◆ DOCUMENT TEXT
----------------

I love this idea! I might adopt it myself.
My DD is almost 13, and she gets $100/month (but $20 gets deposited into her savings.) Since she turned 11, we've been giving allowance at the beginning of the month so she has to learn to budget.

Her allowance isn't tied to chores, but she can earn more by doing some of *my* chores.

I'm most interested in what other teens/tweens are responsible for paying for. Out of her allowance, we expect DD to buy:
  • running around with friends and snacks while there
  • all the little "I wants" she used to beg me for while we were doing errands, like bath fizzies and tchotchkes.
  • Pool pass
  • Six Flags pass
  • clothes over and above what I deem "needs," eg Uggs.
  • makeup
  • candy and treats I don't buy for the house
  • music and games


At this point, I pay for:
  • school clothes/shoes
  • camps/music lessons/theater participation
  • toiletries
  • school lunch (she brown-bags)

----------------

◆ RECORD EXTRACTS
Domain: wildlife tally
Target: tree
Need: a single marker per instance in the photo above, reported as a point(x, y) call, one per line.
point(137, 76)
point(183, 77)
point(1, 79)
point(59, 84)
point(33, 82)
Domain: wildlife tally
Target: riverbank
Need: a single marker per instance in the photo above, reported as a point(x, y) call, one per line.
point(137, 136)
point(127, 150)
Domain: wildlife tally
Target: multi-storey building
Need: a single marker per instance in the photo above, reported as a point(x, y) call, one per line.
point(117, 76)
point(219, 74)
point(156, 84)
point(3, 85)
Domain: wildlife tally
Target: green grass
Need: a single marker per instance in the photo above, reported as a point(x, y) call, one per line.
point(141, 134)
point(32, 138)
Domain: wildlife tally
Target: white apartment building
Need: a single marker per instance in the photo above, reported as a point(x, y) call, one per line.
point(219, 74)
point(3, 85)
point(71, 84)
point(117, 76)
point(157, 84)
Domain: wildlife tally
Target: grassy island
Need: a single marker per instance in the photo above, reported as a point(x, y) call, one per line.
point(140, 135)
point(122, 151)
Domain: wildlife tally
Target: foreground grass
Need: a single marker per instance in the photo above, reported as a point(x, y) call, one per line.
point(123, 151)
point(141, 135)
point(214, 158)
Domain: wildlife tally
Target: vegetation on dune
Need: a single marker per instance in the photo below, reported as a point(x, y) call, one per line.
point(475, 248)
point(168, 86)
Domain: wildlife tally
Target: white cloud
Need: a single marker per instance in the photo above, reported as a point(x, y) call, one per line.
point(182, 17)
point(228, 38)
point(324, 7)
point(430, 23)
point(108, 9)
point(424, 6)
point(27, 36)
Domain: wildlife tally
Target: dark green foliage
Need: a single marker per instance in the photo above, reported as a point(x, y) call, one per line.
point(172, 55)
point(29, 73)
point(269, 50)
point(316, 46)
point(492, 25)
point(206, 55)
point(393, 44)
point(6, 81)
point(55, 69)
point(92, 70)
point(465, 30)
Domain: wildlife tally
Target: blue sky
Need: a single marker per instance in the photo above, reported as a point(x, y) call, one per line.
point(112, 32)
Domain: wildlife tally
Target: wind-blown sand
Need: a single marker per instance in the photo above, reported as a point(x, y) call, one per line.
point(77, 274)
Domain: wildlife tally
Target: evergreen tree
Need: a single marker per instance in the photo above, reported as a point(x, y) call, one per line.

----------------

◆ GOALS
1. Summarize the allowance post in two sentences.
2. Recast the paragraph of the allowance post that begins "My DD is almost 13" as a short bulleted list that keeps its main facts.
3. Continue the allowance post, picking up after the list of things the writer pays for.

◆ RESULTS BY TASK
1. The writer's daughter, almost 13, gets $100 at the start of each month, with $20 deposited into her savings, so that she learns to budget, and she can earn more by doing some of the writer's chores. From her allowance she pays for outings with friends, small wants, pool and Six Flags passes, extra clothes, makeup, treats, music, and games, while the writer pays for school clothes and shoes, camps, lessons, theater, toiletries, and school lunch.

2.
- The daughter is almost 13.
- She gets $100 a month, and $20 of it goes into her savings.
- Since she turned 11, the allowance has come at the beginning of the month.
- The purpose is for her to learn to budget.

3.
As she matures, I will move items to her purchase category, and increase her allowance accordingly. I got my system from Mary Hunt's Debt-Proof Your Kids, but she is very vague on what kids are expected to pay for themselves.

One note about school lunches: when my mom included my school lunch $$$ in my allowance was when my diet went completely off the rails. I wanted more cash for fun, so I bought a candy bar and diet soda every school day for years, and pocketed the rest. I would rather provide all the nutritious food DD wants until she leaves home.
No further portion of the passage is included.